┌──
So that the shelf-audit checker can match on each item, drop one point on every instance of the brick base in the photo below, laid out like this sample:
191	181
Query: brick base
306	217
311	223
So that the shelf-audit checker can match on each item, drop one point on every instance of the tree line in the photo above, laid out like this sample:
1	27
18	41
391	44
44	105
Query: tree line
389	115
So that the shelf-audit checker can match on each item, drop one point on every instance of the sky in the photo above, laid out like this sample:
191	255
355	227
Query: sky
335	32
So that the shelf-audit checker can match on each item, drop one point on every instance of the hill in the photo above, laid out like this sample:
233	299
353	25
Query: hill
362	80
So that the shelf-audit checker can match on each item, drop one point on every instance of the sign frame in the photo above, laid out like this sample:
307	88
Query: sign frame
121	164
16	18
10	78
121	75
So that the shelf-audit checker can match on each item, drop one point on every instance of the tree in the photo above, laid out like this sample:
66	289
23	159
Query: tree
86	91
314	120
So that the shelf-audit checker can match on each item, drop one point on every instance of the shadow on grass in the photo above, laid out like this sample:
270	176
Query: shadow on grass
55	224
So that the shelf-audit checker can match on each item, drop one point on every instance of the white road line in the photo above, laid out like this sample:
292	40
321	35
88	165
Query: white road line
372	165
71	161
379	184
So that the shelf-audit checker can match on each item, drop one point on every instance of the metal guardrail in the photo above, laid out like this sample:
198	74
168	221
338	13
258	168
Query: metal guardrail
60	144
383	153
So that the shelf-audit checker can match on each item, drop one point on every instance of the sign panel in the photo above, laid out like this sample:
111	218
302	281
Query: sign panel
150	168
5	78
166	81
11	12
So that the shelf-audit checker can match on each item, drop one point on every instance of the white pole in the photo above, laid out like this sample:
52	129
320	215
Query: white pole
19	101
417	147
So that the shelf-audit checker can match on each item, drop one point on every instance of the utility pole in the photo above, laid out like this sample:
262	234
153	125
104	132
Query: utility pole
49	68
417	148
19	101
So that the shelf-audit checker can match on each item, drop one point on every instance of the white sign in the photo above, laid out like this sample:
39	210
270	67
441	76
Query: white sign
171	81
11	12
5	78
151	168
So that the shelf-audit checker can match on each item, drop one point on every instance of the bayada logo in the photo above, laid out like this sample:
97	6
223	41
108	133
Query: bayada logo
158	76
└──
WHAT TO DO:
The entire listing is to be repeated exactly.

SOLUTION:
So that the shelf-audit checker can match on each item, drop one point on every instance of the brick base in the photo below, laid out like this sample:
191	181
Query: brick base
306	217
311	223
So that the shelf-audit checker can match on each item, drop one point on every instance of the tree line in the photo above, laid out like this sample:
1	27
18	41
391	44
44	105
Query: tree line
389	115
So that the shelf-audit checker can match on each item, drop one point on every instance of the sky in the photo above, laid out like this sample:
191	255
355	227
Query: sky
335	32
So that the shelf-audit checker can match on each item, drop one point on every instance of the hill in the photo above, laid out like this sample:
233	299
353	25
Query: hill
362	80
So that the shelf-audit checker can match on each item, drop one point on every instance of the sign frame in the photo above, laid out like this sample:
307	88
Query: sign frame
121	164
16	18
10	78
121	75
So that the shelf-audit checker can match on each item, drop one point on every instance of the tree in the photo above, laid out like this sample:
66	289
23	159
Query: tree
86	91
314	120
So that the shelf-audit checker can match on each item, drop one point on every instance of the shadow on grass in the photo above, laid out like this sample:
270	176
Query: shadow on grass
55	224
So that the shelf-audit checker can match on each item, drop one point on every instance of the white road line in the photo above, laid out like this sample:
292	40
321	35
88	165
Query: white road line
372	165
71	161
379	184
So that the shelf-audit checker can match on each item, drop one point on every instance of the metal guardrail in the photo above, laid out like this sample:
198	74
168	221
338	13
258	168
Query: metal guardrail
60	144
383	153
So that the shelf-audit checker can match on each item, drop one point on every instance of the sign panel in the photo above, laid out like this sample:
111	218
302	281
Query: sign panel
150	168
5	78
166	81
11	12
So that the shelf-audit checker can match on each item, drop one point on every instance of the white pole in the photo above, laid out like this sample:
52	129
320	215
Query: white pole
19	101
417	147
So that the shelf-audit checker can match on each item, drop one point on every instance of the utility pole in the photo above, laid out like this sample:
262	234
153	125
104	132
Query: utility pole
49	68
417	148
19	101
So that the shelf-audit checker can match on each item, drop one point on every instance of the white sign in the photo above, laid out like this sample:
39	210
270	67
441	76
Query: white sign
171	81
11	12
5	78
151	168
So that the shelf-audit checker can match on each item, drop one point on every instance of the bayada logo in the photo above, laid out like this sample:
97	6
223	41
108	133
Query: bayada logo
158	76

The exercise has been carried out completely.